## Gegebene Aufgabe
Überarbeite die gesamte Auflistung, indem du „wooden plank“ überall durch „wooden board“ ersetzt und alles Übrige unverändert wiedergibst.

## Bereitgestellte Daten
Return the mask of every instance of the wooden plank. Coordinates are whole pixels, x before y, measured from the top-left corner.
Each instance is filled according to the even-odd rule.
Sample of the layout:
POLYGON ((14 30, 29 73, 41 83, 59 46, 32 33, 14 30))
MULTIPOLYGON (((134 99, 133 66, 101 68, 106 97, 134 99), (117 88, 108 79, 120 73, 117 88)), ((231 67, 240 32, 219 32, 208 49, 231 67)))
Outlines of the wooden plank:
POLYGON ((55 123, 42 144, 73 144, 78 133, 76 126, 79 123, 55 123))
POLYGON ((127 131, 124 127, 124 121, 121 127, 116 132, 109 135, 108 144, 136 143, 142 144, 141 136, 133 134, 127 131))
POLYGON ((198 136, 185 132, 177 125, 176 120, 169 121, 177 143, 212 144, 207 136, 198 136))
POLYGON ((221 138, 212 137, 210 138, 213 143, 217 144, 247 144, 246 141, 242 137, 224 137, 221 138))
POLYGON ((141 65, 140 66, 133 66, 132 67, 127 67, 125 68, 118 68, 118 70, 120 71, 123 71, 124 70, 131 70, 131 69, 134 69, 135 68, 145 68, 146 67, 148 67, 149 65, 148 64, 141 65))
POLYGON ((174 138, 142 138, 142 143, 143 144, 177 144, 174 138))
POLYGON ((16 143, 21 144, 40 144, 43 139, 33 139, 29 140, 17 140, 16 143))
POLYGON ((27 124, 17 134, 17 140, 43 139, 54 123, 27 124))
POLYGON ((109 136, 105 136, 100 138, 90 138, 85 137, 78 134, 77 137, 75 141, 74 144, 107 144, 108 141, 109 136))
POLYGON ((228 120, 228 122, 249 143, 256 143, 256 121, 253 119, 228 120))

## Ausgearbeitete Lösung
Return the mask of every instance of the wooden board. Coordinates are whole pixels, x before y, measured from the top-left corner.
Each instance is filled according to the even-odd rule.
Sample of the layout:
POLYGON ((14 30, 29 73, 41 83, 59 46, 32 33, 14 30))
MULTIPOLYGON (((134 99, 133 66, 101 68, 106 97, 134 99), (117 88, 108 79, 120 73, 117 88)), ((231 67, 240 32, 219 32, 208 49, 231 67)))
Outlines of the wooden board:
POLYGON ((55 123, 42 144, 73 144, 78 133, 76 126, 79 123, 55 123))
POLYGON ((127 131, 124 127, 124 121, 121 127, 116 132, 109 135, 108 144, 136 143, 142 144, 141 136, 133 134, 127 131))
POLYGON ((198 136, 185 132, 177 125, 176 120, 169 121, 177 143, 212 144, 207 136, 198 136))
POLYGON ((221 138, 212 137, 210 138, 213 143, 217 144, 247 144, 246 141, 242 137, 224 137, 221 138))
POLYGON ((141 65, 140 66, 133 66, 132 67, 127 67, 125 68, 118 68, 118 70, 120 71, 123 71, 124 70, 131 70, 131 69, 134 69, 135 68, 145 68, 146 67, 148 67, 149 65, 148 64, 141 65))
POLYGON ((174 138, 142 138, 142 143, 143 144, 177 144, 174 138))
POLYGON ((16 143, 21 144, 40 144, 43 139, 33 139, 29 140, 17 140, 16 143))
POLYGON ((27 124, 17 134, 17 140, 43 139, 54 123, 27 124))
POLYGON ((109 136, 105 136, 100 138, 90 138, 85 137, 78 134, 77 137, 75 141, 74 144, 107 144, 108 141, 109 136))
POLYGON ((228 120, 228 122, 249 143, 256 143, 256 121, 253 119, 228 120))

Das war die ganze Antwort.